━━━━━ SUPPLIED MATERIAL

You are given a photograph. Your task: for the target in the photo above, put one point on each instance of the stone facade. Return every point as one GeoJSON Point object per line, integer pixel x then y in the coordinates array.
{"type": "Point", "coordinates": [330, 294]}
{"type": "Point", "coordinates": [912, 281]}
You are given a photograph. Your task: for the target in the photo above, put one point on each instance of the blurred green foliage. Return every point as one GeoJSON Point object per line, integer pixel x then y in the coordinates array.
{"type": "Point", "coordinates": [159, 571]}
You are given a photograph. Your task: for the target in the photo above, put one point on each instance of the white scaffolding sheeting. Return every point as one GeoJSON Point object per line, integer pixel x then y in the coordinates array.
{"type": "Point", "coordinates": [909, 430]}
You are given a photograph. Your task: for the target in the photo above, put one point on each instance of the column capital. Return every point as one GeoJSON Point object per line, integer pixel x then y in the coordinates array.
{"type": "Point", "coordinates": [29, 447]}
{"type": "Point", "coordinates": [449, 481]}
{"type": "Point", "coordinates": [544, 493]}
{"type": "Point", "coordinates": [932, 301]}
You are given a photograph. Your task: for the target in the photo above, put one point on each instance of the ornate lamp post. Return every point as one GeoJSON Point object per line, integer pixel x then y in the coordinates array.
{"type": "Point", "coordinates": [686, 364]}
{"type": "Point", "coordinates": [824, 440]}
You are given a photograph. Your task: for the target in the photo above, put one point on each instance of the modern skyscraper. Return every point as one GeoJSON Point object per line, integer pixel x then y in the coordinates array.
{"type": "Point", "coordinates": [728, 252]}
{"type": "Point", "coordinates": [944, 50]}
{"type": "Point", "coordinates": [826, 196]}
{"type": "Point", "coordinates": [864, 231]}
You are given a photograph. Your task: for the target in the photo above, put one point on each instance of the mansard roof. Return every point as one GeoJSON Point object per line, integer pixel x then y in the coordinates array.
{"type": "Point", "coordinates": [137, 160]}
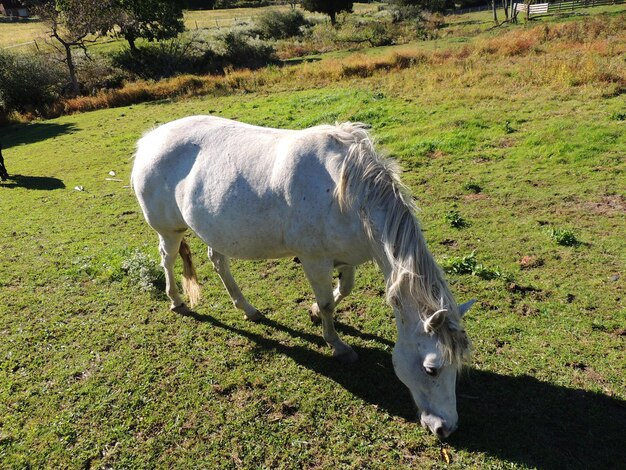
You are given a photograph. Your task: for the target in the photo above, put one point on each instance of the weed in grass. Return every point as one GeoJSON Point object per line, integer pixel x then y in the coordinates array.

━━━━━━━━━━

= WORK INSTRUCTION =
Each line of the data above is to be output exactly; the pictures are not to appear.

= RESULT OF THIS EXERCISE =
You are given a photograph. Your task: for the target in the photo above, put one point on each instance of the stone facade. Return every point as one GeoJSON Point object per line, integer pixel x then y in the coordinates array.
{"type": "Point", "coordinates": [330, 294]}
{"type": "Point", "coordinates": [912, 281]}
You are given a photograph. Your task: for the target in the photo above, put one point on each instance of the blurred green foliage. Return every point as one GeoJSON Point object per line, integer pixel x then y in the coordinates array.
{"type": "Point", "coordinates": [159, 571]}
You are given a photograph. Your task: for the target in the photo above, put one point on each instance of the white scaffolding sheeting. Return every point as one GeoJSON Point object per line, integer pixel x then y in the coordinates array.
{"type": "Point", "coordinates": [909, 430]}
You are given a photograph. Your task: for the target in the photo above, put one point on each instance of the column capital. Return every point as one GeoJSON Point object per line, integer pixel x then y in the coordinates array.
{"type": "Point", "coordinates": [29, 447]}
{"type": "Point", "coordinates": [449, 481]}
{"type": "Point", "coordinates": [544, 493]}
{"type": "Point", "coordinates": [932, 301]}
You are given a photograph. Your task: for the target in the photo above, put one point on each instance of the ornate lamp post. Return every point as one GeoJSON Point object per line, integer pixel x then y in the coordinates array.
{"type": "Point", "coordinates": [686, 364]}
{"type": "Point", "coordinates": [824, 440]}
You are given a photograph. Your task: for the target in the photo above, put one point on each instance of the modern skyscraper. Return every point as one GeoJSON Point object per line, integer pixel x then y in the coordinates array.
{"type": "Point", "coordinates": [728, 252]}
{"type": "Point", "coordinates": [944, 50]}
{"type": "Point", "coordinates": [826, 196]}
{"type": "Point", "coordinates": [864, 231]}
You are given a photograph. Your task: for the target in the photo above, put one point on each instance of the mansard roof. Return every point as one GeoJSON Point object per line, integer pixel x then y in the coordinates array.
{"type": "Point", "coordinates": [137, 160]}
You are given a photograph. Your task: for the target in the photo above, put one point on each instance of the weed in grass. Return every point as one GeoJSON Point object per line, integer pixel x then y in the coordinates array.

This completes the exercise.